## [Dataset entries]
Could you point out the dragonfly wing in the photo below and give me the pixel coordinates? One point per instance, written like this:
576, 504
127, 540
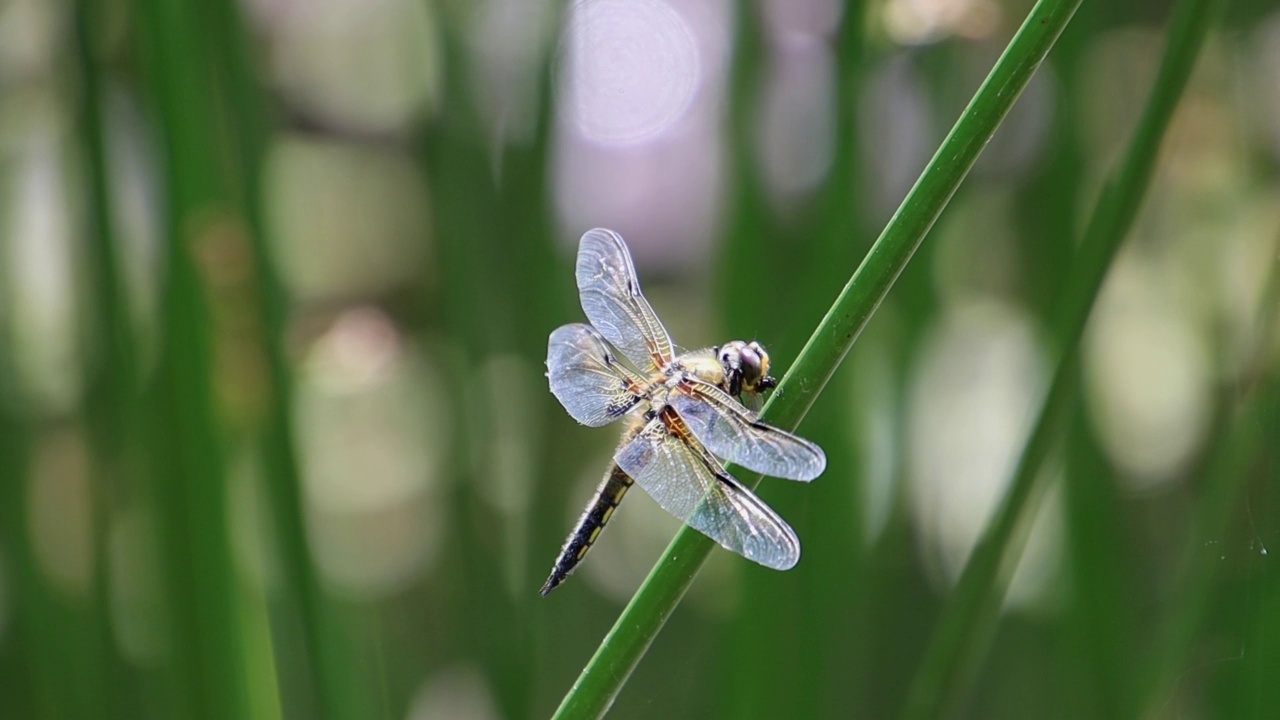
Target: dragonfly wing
611, 297
732, 432
586, 378
694, 487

## [EXERCISE DIRECTIONS]
What you return must be the entries above, exactly as they appear, without any pictures.

## [ANSWER SPACE]
Could you point out the dragonfly wing in the photo below and give me the pixel coordinates? One point per instance, written like this:
576, 504
127, 540
Target: dragonfly wing
611, 297
732, 432
586, 378
694, 487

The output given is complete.